[Stored items]
+++
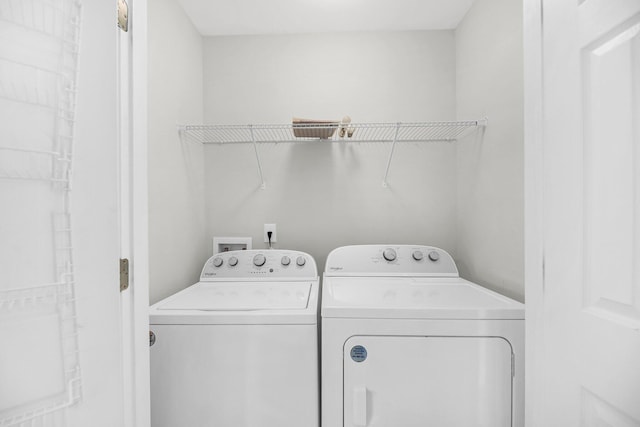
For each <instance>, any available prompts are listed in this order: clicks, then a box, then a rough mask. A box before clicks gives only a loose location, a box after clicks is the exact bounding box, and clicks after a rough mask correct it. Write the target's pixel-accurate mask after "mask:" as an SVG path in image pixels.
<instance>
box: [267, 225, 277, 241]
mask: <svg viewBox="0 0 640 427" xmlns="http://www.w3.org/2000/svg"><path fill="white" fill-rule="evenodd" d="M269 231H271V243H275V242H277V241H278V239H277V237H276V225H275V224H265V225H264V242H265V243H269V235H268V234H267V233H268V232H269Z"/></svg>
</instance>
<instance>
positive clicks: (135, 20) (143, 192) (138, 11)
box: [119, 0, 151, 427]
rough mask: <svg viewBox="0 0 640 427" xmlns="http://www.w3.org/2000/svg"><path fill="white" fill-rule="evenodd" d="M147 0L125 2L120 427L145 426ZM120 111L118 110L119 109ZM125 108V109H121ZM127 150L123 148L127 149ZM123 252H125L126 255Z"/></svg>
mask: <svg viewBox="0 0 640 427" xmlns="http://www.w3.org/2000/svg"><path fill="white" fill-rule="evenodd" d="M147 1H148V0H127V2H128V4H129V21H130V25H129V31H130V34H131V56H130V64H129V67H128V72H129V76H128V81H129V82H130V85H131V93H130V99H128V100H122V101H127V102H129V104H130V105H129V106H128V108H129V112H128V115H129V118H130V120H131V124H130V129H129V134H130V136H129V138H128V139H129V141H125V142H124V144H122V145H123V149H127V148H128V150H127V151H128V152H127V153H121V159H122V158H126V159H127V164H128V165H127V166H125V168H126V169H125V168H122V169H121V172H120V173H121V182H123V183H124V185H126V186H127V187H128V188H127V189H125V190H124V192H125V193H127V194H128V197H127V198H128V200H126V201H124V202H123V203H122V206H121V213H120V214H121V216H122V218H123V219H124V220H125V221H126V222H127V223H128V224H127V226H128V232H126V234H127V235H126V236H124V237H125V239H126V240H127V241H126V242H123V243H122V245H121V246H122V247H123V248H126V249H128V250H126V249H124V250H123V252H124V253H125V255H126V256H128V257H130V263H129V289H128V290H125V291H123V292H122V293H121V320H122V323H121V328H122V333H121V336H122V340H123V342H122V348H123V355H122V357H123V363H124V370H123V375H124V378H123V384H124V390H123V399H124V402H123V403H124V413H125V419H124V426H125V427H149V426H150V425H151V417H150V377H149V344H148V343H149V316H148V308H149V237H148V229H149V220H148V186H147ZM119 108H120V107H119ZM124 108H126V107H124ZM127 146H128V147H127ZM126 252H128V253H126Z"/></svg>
+++
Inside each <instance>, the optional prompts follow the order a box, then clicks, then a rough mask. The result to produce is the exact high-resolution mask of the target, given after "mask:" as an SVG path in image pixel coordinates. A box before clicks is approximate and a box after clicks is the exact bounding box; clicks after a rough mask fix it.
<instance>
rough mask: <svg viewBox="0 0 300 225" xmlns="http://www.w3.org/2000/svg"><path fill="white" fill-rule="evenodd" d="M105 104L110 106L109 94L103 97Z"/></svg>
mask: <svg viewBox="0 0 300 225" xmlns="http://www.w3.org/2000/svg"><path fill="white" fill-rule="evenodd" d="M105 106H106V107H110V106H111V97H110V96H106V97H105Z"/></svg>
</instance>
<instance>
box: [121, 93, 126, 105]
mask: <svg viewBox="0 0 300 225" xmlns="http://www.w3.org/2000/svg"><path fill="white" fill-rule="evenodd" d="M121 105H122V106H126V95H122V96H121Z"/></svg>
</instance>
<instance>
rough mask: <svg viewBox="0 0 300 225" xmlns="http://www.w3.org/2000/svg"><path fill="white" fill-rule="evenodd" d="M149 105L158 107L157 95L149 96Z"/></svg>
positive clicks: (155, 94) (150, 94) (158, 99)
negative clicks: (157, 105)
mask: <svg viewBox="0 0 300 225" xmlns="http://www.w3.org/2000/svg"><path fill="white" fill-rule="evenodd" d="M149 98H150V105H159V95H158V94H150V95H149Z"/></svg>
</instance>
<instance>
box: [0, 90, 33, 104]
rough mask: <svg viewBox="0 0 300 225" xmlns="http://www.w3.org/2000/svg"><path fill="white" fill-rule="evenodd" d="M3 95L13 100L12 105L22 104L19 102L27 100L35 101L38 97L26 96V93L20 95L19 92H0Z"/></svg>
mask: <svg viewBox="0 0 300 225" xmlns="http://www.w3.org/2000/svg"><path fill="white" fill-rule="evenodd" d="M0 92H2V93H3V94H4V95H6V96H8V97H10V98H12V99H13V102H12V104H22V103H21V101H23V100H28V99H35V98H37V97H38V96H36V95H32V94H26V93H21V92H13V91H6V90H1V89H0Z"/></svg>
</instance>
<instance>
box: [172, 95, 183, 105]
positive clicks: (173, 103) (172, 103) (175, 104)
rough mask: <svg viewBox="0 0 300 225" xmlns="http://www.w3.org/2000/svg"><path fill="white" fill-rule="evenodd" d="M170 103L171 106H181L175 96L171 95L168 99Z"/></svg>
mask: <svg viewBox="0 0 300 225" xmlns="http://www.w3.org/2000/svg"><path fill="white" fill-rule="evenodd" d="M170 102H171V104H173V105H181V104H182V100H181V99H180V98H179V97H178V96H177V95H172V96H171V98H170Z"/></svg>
+++
What the task requires → From the entries, copy every line in which the string "positive" can be found.

Final answer →
positive clicks: (135, 20) (143, 192) (138, 11)
positive clicks: (155, 94) (150, 94) (158, 99)
positive clicks: (173, 103) (172, 103) (175, 104)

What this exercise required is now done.